2015年、認定NPO法人になり、現在年間約1,000名の通信制・定時制高校生と関わる。大阪、京都、神戸、札幌で事業展開。高校生の就労をサポートするほか、高校生の起業や仕事づくり、クラウドファンディングの支援もしている。
危機感と期待から生まれた「NPO未来ラボ」
日頃、今井さんは認定NPO法人「D×P」の代表理事として、通信制高校・定時制高校の高校生をサポートする事業を展開しています。2012年に「D×P」を立ち上げて以来、「D×P」は全国で初めて通信制高校・定時制高校で正規の授業を受け持ったNPOとなり、総計4,000名を超える高校生に多様なオトナとの関わりを通じて高校生が人とのつながりをつくるプログラムを届けてきました(greenz.jpの過去の記事はこちら)。

• **データ行**
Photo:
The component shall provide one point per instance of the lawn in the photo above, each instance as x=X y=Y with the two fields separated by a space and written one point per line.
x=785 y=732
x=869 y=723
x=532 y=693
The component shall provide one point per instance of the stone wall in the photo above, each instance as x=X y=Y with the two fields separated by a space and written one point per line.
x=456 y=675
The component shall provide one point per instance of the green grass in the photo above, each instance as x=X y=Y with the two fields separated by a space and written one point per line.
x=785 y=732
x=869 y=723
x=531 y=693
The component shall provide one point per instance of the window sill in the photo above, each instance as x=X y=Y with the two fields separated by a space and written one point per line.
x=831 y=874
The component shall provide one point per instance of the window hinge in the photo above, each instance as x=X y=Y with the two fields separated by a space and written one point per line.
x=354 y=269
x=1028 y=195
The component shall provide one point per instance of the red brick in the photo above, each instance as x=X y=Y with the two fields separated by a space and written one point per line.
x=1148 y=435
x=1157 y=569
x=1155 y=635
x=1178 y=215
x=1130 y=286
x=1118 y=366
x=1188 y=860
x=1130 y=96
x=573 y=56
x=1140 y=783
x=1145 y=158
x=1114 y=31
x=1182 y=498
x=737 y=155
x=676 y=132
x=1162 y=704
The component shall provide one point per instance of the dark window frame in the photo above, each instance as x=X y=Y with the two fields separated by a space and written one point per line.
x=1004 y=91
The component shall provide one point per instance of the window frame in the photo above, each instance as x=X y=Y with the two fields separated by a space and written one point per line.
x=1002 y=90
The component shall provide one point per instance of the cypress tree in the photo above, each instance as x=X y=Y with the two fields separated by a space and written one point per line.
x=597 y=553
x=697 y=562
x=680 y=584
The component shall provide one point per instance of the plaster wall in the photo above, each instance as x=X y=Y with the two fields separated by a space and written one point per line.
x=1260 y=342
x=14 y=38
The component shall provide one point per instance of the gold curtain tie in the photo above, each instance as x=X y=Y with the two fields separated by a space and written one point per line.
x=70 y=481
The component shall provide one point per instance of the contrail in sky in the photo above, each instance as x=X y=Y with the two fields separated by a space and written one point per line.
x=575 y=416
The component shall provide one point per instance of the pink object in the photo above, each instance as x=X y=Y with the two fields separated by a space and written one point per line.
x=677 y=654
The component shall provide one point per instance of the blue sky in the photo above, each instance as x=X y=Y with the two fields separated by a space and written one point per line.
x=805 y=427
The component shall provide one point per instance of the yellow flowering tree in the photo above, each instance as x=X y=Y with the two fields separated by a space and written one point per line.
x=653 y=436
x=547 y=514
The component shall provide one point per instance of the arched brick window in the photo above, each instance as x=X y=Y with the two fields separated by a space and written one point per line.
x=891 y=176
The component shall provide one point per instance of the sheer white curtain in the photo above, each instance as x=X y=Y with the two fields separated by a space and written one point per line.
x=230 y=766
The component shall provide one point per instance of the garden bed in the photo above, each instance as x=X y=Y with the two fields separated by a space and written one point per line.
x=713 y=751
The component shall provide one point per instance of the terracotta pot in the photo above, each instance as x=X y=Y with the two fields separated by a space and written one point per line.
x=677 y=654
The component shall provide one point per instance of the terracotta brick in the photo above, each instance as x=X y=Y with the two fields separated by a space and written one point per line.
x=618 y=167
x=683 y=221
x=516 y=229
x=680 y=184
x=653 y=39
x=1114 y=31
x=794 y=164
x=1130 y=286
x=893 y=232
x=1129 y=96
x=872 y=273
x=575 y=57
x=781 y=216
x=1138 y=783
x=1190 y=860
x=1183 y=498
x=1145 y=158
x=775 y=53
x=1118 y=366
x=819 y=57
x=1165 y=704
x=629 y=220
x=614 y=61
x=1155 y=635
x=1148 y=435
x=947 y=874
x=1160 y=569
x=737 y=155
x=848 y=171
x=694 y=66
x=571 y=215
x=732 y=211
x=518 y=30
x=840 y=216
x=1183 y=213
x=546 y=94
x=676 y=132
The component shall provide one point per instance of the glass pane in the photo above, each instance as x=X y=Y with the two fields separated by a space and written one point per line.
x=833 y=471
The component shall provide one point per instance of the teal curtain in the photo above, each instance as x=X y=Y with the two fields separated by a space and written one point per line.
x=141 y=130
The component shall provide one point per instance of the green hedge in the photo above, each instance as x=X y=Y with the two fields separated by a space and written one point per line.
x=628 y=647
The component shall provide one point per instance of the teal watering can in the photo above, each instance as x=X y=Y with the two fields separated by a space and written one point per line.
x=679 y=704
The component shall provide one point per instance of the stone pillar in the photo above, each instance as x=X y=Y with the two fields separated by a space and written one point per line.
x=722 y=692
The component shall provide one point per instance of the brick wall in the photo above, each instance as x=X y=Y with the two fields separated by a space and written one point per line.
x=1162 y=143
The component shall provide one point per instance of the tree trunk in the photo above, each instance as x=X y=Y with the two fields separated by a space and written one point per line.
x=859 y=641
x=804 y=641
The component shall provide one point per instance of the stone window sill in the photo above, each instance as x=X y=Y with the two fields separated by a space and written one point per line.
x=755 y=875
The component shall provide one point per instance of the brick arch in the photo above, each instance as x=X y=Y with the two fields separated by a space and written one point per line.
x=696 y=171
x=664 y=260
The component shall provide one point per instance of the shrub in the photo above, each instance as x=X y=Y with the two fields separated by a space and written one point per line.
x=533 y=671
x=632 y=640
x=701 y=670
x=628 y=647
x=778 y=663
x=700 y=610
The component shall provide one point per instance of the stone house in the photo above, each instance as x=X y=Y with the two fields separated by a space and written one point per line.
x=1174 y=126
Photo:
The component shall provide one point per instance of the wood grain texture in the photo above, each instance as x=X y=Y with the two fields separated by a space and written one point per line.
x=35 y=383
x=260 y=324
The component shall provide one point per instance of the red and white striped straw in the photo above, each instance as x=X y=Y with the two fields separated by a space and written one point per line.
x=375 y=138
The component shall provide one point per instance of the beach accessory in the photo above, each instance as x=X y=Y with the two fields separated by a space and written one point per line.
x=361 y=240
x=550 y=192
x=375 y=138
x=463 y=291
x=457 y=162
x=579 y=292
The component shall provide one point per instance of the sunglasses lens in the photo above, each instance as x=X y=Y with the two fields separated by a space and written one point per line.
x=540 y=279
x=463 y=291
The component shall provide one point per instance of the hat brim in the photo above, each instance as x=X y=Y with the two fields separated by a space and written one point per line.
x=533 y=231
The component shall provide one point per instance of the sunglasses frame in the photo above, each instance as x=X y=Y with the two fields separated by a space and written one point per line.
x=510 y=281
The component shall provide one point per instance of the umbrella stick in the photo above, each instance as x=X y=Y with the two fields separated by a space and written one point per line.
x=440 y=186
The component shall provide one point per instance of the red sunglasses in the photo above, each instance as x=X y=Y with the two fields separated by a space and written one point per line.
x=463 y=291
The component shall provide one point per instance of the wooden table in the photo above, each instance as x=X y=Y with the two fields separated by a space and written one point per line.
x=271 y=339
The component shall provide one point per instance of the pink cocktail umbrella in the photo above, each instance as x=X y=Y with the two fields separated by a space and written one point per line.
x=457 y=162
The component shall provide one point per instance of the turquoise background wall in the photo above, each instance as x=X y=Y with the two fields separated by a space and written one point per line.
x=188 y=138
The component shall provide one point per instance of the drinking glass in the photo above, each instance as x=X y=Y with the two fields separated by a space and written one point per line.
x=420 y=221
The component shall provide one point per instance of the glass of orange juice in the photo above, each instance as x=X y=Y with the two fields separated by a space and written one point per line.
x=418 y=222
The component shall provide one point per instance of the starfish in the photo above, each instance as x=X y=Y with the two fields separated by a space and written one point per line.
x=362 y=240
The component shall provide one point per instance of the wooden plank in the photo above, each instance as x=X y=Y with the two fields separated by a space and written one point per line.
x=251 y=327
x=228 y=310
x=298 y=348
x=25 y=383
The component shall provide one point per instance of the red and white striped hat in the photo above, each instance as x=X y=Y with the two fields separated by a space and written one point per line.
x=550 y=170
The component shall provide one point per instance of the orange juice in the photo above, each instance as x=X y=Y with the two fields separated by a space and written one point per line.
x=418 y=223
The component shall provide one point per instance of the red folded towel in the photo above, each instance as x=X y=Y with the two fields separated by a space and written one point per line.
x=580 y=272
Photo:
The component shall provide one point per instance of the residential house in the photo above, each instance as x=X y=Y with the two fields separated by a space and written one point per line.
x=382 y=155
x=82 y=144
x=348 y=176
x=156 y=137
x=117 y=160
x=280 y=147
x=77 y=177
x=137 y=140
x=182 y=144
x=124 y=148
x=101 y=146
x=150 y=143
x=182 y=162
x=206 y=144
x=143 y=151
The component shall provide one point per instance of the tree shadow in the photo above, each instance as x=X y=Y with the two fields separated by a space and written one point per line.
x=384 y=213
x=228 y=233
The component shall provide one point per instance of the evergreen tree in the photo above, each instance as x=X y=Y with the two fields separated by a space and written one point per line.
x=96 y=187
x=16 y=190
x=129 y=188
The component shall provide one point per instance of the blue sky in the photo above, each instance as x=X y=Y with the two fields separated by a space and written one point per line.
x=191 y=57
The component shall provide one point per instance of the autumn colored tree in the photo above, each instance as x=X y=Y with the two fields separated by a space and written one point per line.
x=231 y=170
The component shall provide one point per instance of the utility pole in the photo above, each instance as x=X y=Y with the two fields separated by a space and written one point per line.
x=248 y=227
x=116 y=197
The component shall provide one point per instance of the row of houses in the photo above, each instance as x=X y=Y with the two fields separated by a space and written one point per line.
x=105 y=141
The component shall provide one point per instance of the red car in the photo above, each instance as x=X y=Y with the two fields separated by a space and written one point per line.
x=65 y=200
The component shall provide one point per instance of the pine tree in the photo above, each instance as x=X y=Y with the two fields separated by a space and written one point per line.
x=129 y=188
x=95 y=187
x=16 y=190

• **課題の目標**
A - 原文の「日頃、今井さんは」で始まる段落を、主要な事実を保ったまま箇条書きに改めてください。
B - 原文から、「日頃、今井さんは認定NPO法」と「jpの過去の記事はこちら)。」の間の部分を、両端の語句も含めて一字一句そのまま抜き出してください。
上記の資料は、本件とは一切関係ありません。

• **結果一覧**
A -
- 今井さんは認定NPO法人「D×P」の代表理事として、通信制高校・定時制高校の高校生を支援する事業を展開している。
- 「D×P」は2012年に立ち上げられた。
- 通信制高校・定時制高校で正規の授業を受け持った、全国で初めてのNPOとなった。
- 多様なオトナとの関わりを通じて高校生が人とのつながりをつくるプログラムを、総計4,000名を超える高校生に届けてきた。

B -
日頃、今井さんは認定NPO法人「D×P」の代表理事として、通信制高校・定時制高校の高校生をサポートする事業を展開しています。2012年に「D×P」を立ち上げて以来、「D×P」は全国で初めて通信制高校・定時制高校で正規の授業を受け持ったNPOとなり、総計4,000名を超える高校生に多様なオトナとの関わりを通じて高校生が人とのつながりをつくるプログラムを届けてきました(greenz.jpの過去の記事はこちら)。